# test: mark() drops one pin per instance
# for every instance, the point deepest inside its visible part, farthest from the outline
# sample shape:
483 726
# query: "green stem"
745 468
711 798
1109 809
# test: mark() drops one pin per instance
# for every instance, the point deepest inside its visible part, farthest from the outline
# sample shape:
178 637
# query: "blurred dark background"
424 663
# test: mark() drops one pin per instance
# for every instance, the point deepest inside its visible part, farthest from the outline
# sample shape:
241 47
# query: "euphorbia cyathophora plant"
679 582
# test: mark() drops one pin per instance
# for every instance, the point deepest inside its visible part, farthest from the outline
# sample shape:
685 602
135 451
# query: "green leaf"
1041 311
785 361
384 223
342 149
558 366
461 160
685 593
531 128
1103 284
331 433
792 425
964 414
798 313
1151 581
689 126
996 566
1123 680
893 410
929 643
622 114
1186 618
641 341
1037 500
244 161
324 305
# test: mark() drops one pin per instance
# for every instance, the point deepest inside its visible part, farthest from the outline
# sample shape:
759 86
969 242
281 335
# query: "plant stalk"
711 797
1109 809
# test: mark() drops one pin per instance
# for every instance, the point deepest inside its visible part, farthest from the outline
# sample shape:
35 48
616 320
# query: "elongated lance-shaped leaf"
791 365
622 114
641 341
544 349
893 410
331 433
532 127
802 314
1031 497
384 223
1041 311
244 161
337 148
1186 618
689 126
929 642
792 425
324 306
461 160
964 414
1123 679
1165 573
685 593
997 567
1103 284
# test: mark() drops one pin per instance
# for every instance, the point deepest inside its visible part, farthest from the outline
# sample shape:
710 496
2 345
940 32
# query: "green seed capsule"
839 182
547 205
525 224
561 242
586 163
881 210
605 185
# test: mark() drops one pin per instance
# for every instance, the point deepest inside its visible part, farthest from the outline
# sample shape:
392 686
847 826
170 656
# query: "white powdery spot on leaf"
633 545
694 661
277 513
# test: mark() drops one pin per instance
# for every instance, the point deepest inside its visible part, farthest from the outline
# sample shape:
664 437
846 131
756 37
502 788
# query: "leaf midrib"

(WHAT THE TASK REQUIRES)
Every record must be set down again exactly.

(FINISHED EXERCISE)
# test: mark() drops one pin per instance
# for every instance, the point deepest inside its visible part, farthest from the outline
# sample shape:
483 726
# query: "green stem"
745 468
711 798
1109 809
# test: mark() drops one pin per instance
# for every instance, the point deepest inside its visible part, farthest from the outline
# sample shape:
178 637
# query: "blurred dark background"
424 663
# test: mark() drops one pin per instance
# for every instance, the point deepest inside its visible part, farthest from the outline
# sample shape:
241 47
# query: "euphorbia cyathophora plant"
679 582
# test: mark() drops one pin per instance
# for every instance, the point deepest inside its visible part, farthest from the outline
# sample shape:
685 602
135 451
# query: "green leaf"
1041 311
785 361
384 223
342 149
558 366
461 160
685 593
531 128
1103 284
331 433
792 425
964 414
798 313
1151 581
689 126
996 566
1123 680
893 410
929 643
622 114
1186 618
641 341
1037 500
244 161
324 305
# test: mark() drops one pin per instance
# for every instance, the point deepest inside its visible part, farthest from the outline
# sample shape:
759 86
969 242
281 335
# query: "plant stalk"
711 797
1109 809
# test: mark() drops one pin per instance
# for every instance, the point deepest inside its visible part, farthest from the outline
# sample shape:
35 48
616 320
# query: "elongated lance-shaped leaf"
791 365
622 114
641 341
544 349
893 410
331 433
532 127
802 314
1031 497
384 223
1041 311
244 161
337 148
1186 618
689 126
929 642
792 425
324 306
461 160
964 414
1123 679
1165 573
685 593
997 567
1103 284
# test: mark() drops one pin per instance
# for every instance, the point deepest inside its visible part, farthest from the outline
# sample shape:
710 496
2 345
940 32
# query: "green seed capsule"
839 182
547 205
525 224
561 242
586 163
881 210
605 185
# test: mark() drops one pin per instance
# for every instance, the point deepest inside its visible part, farthest from the outline
# sample shape:
392 686
847 826
170 656
# query: "white powdery spot on leaf"
633 545
694 661
277 513
# test: mark() drops one pin per instance
# for every instance, the point deepest inside its visible part, farthest from the outline
# sample shape:
664 437
846 131
756 37
502 788
# query: "leaf midrib"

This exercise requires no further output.